**DESCRIPTION OF THE TASK**
Print every item below again, keeping each line unchanged.

[[ DATA SUPPLIED open ]]

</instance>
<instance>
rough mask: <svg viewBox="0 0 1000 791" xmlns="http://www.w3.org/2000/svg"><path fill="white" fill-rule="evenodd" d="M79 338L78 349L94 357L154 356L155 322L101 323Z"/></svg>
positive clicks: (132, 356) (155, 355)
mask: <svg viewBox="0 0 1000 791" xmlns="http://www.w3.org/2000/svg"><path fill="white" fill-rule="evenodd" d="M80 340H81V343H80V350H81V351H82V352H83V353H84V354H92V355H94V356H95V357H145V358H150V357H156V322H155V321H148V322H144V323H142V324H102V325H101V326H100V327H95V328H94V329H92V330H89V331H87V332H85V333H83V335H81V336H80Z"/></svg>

[[ DATA SUPPLIED closed ]]

**YOUR RESPONSE**
</instance>
<instance>
rough mask: <svg viewBox="0 0 1000 791" xmlns="http://www.w3.org/2000/svg"><path fill="white" fill-rule="evenodd" d="M79 338L78 349L94 357L154 356L155 322L101 323Z"/></svg>
positive clicks: (132, 356) (155, 355)
mask: <svg viewBox="0 0 1000 791" xmlns="http://www.w3.org/2000/svg"><path fill="white" fill-rule="evenodd" d="M80 340H81V343H80V350H81V351H82V352H83V353H84V354H92V355H94V356H95V357H145V358H150V357H156V322H155V321H148V322H144V323H142V324H102V325H101V326H100V327H95V328H94V329H92V330H89V331H87V332H85V333H83V335H81V336H80Z"/></svg>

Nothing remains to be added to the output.